Problem 1:
List every exclusion criterion given in the splanchnic nerve block text.
Problem 2:
Copy the splanchnic nerve block text starting at "Temporary hemodynamic improvement" and ending at "large fluid shifts.", swapping "paradigm" for "model" throughout.
Problem 3:
Turn the paragraph of the splanchnic nerve block text that begins "This hypothesis was tested" into a concise bulleted list that keeps its main facts.

Start of Extract

Temporary hemodynamic improvement after splanchnic nerve block
Splanchnic nerve block for acute heart failureNews - May 26, 2018
//Presented at ESC Heart Failure 2018 by Marat Fudim (Durham, US)//
Introduction and methods
Heart failure (HF) decompensation is a congestion problem. According to the current paradigm, congestion is due to external volume gain. However, fluid overload is insufficient to explain all of decompensation. A new paradigm says that congestion is due to volume redistribution.
The rationale stems from the observation that the splanchnic compartment is the main site of blood storage; 40% of total blood volume is located there. This area is densely innervated by the autonomic nervous system, and a small increase in vasomotor tone results in large fluid shifts.
Increase in sympathetic tone and of splanchnic vascular tone lead to volume redistribution into the thoracic compartment. As this process can be simulated by stimulation of the splanchnic nerve. It is hypothesized that splanchnic nerve block can serve as treatment in heart failure, as it should result in volume redistribution in to the abdominal compartment.
This hypothesis was tested in the current proof of concept study. Bilateral splanchnic nerve block at level T11-L1, with fluoroscopic guidance was performed on day 0, while the patient was lying on the stomach. Safety was evaluated up to 48 hours after the intervention. The primary endpoint was improvement in invasive hemodynamics. 7 Patients of at least 18 years old with a known history of HF, who were hospitalized for HF, and with NYHA class III/IV were included in this small study, of whom 5 underwent the procedure. Exclusion criteria were SBP <90 mmHg, severe fixed pulmonary hypertension, use of oral anticoagulation or DAPT, spine deformity or wedge pressure ≤15 mmHg (or ≤12 mmHg on inotropes).
- Mean pulmonary arterial pressure (MPAP) dropped significantly within 15 minutes (baseline MPAP: 46 mmHg, 95%CI: 40-52, at 30 minutes: 37 mmHg, 95%CI: 31-43, P<0.01). At 90 minutes the effect was slightly attenuated (MPAP: 41, 95%CI: 36-47, P=0.02.
- Pulmonary capillary wedge pressure (PCWP) was reduced as compared with baseline (mean PCWP: 28 (95%CI: 21-36), at 30 minutes: 21 (95%CI: 14-28) and at 90 minutes: 24 (95%CI: 17-31).
- No safety issues were noted.

End of Extract
Start of Records

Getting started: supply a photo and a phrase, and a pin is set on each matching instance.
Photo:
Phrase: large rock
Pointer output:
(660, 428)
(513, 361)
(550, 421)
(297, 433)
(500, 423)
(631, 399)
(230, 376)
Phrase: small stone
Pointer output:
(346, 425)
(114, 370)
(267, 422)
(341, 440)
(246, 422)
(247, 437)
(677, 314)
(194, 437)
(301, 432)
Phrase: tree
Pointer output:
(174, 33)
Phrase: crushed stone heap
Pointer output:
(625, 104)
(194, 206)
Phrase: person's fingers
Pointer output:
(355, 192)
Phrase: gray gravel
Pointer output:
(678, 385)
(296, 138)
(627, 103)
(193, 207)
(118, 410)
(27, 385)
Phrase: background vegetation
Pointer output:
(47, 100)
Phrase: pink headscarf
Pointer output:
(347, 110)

End of Records
Start of Records

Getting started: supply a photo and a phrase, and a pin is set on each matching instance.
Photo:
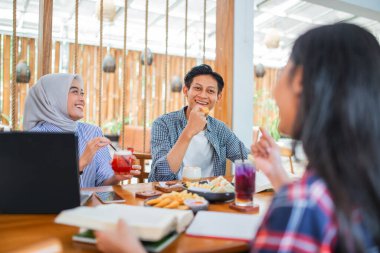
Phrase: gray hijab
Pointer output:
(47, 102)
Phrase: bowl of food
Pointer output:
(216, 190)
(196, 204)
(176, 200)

End of Records
Start of Records

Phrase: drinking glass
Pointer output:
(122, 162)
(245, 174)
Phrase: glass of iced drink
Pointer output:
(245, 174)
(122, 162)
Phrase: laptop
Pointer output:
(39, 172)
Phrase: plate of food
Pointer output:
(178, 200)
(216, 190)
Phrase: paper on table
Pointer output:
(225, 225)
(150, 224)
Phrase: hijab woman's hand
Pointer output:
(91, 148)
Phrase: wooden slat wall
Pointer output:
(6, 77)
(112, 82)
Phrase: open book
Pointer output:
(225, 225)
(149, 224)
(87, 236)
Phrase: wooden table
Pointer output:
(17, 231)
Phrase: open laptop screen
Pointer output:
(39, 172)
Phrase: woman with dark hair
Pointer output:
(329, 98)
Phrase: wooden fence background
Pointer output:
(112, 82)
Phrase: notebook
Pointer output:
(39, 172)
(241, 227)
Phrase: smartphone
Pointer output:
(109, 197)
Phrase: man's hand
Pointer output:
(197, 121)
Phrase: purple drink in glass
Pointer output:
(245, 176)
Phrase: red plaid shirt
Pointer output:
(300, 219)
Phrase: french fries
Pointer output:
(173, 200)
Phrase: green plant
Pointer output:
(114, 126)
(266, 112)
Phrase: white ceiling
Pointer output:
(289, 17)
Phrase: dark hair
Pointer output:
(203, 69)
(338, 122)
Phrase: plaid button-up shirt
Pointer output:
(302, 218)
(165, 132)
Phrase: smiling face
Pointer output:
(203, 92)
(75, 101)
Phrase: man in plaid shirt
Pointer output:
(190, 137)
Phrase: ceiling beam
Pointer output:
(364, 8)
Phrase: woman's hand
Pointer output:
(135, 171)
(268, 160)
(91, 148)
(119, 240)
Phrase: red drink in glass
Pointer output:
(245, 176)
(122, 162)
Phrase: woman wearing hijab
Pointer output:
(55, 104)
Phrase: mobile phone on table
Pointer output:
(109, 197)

End of Records

Problem solution 1:
- SBP <90 mmHg
- Severe fixed pulmonary hypertension
- Use of oral anticoagulation or DAPT
- Spine deformity
- Wedge pressure ≤15 mmHg (or ≤12 mmHg on inotropes)

Problem solution 2:
Temporary hemodynamic improvement after splanchnic nerve block
Splanchnic nerve block for acute heart failureNews - May 26, 2018
//Presented at ESC Heart Failure 2018 by Marat Fudim (Durham, US)//
Introduction and methods
Heart failure (HF) decompensation is a congestion problem. According to the current model, congestion is due to external volume gain. However, fluid overload is insufficient to explain all of decompensation. A new model says that congestion is due to volume redistribution.
The rationale stems from the observation that the splanchnic compartment is the main site of blood storage; 40% of total blood volume is located there. This area is densely innervated by the autonomic nervous system, and a small increase in vasomotor tone results in large fluid shifts.

Problem solution 3:
- Design: proof of concept study of the hypothesis
- Procedure: bilateral splanchnic nerve block at level T11-L1, with fluoroscopic guidance, on day 0, with the patient lying on the stomach
- Safety: evaluated up to 48 hours after the intervention
- Primary endpoint: improvement in invasive hemodynamics
- Patients: 7 included (at least 18 years old, known history of HF, hospitalized for HF, NYHA class III/IV); 5 underwent the procedure
- Exclusion criteria: SBP <90 mmHg, severe fixed pulmonary hypertension, use of oral anticoagulation or DAPT, spine deformity, or wedge pressure ≤15 mmHg (≤12 mmHg on inotropes)